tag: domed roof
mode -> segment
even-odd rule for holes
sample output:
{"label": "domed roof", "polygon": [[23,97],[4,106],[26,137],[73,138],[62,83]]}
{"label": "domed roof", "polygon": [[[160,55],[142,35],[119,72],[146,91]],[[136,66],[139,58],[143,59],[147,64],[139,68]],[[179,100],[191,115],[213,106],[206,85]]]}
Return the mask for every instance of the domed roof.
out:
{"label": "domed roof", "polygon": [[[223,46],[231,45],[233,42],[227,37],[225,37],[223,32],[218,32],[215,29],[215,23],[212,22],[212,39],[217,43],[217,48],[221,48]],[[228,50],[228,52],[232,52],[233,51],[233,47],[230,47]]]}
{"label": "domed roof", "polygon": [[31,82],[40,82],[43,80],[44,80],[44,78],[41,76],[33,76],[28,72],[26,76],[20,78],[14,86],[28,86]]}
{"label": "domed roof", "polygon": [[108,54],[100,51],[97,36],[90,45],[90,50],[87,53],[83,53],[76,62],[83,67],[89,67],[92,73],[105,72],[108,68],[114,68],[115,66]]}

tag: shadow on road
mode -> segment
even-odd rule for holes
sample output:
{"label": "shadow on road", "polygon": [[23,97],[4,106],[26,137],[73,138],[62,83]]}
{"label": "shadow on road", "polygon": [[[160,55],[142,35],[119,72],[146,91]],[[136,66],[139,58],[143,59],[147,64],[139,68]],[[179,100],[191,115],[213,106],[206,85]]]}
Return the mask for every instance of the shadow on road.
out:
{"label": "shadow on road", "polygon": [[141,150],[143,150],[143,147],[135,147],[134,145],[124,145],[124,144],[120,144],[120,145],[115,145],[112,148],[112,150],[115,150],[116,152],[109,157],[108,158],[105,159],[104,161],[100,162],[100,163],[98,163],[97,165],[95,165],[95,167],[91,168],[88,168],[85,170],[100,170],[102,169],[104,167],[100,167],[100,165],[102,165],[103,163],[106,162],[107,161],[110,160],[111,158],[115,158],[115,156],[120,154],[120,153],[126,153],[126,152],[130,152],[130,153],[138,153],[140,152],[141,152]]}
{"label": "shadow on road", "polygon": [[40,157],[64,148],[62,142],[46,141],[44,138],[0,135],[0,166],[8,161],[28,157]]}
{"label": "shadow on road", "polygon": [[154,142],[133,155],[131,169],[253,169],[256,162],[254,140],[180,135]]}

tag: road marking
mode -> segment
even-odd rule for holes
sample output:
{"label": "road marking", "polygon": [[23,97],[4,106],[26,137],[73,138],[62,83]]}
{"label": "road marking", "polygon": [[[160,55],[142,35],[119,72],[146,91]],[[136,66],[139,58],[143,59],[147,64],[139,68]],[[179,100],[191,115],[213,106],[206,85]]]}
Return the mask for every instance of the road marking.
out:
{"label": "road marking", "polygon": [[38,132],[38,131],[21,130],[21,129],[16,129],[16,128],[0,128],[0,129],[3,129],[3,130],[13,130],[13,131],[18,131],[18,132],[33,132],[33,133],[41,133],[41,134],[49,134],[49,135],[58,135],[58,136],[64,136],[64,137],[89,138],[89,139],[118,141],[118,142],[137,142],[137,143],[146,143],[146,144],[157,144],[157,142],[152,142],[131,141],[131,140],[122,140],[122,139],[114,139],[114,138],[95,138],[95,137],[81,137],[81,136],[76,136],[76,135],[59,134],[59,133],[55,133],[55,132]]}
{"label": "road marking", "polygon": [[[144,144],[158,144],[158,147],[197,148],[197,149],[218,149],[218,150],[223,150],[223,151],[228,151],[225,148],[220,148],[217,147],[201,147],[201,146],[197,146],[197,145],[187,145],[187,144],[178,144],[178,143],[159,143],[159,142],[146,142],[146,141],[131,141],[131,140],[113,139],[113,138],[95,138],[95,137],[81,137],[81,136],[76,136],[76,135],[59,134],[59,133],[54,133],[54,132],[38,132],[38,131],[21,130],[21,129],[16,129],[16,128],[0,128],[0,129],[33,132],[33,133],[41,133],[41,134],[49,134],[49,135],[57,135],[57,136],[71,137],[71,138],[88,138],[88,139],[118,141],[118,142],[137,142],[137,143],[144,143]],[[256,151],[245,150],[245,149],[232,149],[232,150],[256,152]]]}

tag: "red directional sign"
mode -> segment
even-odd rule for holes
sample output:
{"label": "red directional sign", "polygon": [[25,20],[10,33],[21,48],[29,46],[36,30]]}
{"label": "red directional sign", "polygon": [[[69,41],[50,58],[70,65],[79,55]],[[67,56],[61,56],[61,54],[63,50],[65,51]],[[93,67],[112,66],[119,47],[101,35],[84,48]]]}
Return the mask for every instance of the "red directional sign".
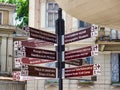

### [Exercise brief]
Count how many lines in the records above contain the string "every", matching case exactly, and reply with only that number.

### [Output]
4